The HDF5 files have a specific format and content organization, the
function in package ‘reumetsat’ uses functions from package ‘rhdf5’ to
access the files. The column names are not stored as metadata and can be
queried without reading the whole file. Thus, decoding is simpler than
for the time series files in text format. Reading the data is simple as
it is stored as numeric values no requiring interpretation. The dates,
in contrast, need to be decoded from the file names, making it crucial
that users do not rename the files contained in the .zip
archive.
As above for the time series file, we fetch the path to an example file included in the package, originally downloaded from the FMI server. It covers the whole of the Iberian peninsula and the Balearic islands. Only variables for UV-B and UV-A daily dose and daily maximum irradiances, not biologically weighted, were requested from the server.
one.file.name <-
system.file("extdata", "O3MOUV_L3_20240621_v02p02.HDF5",
package = "reumetsat", mustWork = TRUE)
Two query functions make it possible to find out the names of the variables contained in a file and the coordinates of the grid.
vars_AC_SAF_hdf5(one.file.name)
#> [1] "Date" "Longitude" "Latitude"
#> [4] "DailyDoseUva" "DailyDoseUvb" "DailyMaxDoseRateUva"
#> [7] "DailyMaxDoseRateUvb" "QualityFlags"
By default only the boundaries of the grid are returned.
With defaults all variables are read, and because the data can
include multiple geographic grid points, Longitude
and
Latitude
are always returned in the data frame.
midsummer_spain.tb <- read_AC_SAF_hdf5(one.file.name)
dim(midsummer_spain.tb)
#> [1] 221 8
colnames(midsummer_spain.tb)
#> [1] "Date" "Longitude" "Latitude"
#> [4] "DailyDoseUva" "DailyDoseUvb" "DailyMaxDoseRateUva"
#> [7] "DailyMaxDoseRateUvb" "QualityFlags"
Variable names are consistent between the data frames returned by
read_AC_SAF_hdf5()
and read_AC_SAF_txt()
, but
the position of the columns, can vary. Use names rather than numeric
positional indices to extract columns!
str(lapply(midsummer_spain.tb, class))
#> List of 8
#> $ Date : chr "Date"
#> $ Longitude : chr "numeric"
#> $ Latitude : chr "numeric"
#> $ DailyDoseUva : chr "numeric"
#> $ DailyDoseUvb : chr "numeric"
#> $ DailyMaxDoseRateUva: chr "numeric"
#> $ DailyMaxDoseRateUvb: chr "numeric"
#> $ QualityFlags : chr "numeric"

Recorded data:

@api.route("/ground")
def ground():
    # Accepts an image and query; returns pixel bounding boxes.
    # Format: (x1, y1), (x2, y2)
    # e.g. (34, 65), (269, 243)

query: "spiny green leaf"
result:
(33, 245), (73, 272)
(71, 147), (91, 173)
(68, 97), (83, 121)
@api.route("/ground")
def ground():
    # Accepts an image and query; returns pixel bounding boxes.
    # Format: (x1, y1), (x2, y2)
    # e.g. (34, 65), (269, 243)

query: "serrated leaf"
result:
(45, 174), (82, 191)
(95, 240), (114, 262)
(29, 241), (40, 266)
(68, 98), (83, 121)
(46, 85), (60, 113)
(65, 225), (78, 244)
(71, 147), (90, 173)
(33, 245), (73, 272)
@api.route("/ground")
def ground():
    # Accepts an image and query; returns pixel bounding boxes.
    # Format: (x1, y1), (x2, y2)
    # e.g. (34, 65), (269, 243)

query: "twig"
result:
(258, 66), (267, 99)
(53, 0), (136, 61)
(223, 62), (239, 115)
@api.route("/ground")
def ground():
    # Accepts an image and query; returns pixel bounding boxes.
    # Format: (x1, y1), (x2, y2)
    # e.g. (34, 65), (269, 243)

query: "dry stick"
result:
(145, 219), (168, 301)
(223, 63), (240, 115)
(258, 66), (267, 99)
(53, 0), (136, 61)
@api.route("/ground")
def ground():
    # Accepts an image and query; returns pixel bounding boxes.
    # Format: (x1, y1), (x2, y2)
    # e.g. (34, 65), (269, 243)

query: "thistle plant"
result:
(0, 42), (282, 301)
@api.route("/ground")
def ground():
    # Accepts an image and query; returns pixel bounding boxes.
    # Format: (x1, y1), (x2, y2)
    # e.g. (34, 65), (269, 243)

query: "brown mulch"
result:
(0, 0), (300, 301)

About this exercise:
Decide whether each statement below agrees with the text about reading HDF5 files with the reumetsat package. Answer yes or no for each, and quote the text's words that settle it.
(a) The example file covers the whole of the Iberian peninsula and the Balearic islands.
(b) The dates are stored inside the file as numeric values.
(c) By default, asking for the grid coordinates returns every grid point.

Result of this exercise:
(a) Yes: "It covers the whole of the Iberian peninsula and the Balearic islands."
(b) No: "The dates, in contrast, need to be decoded from the file names"
(c) No: "By default only the boundaries of the grid are returned."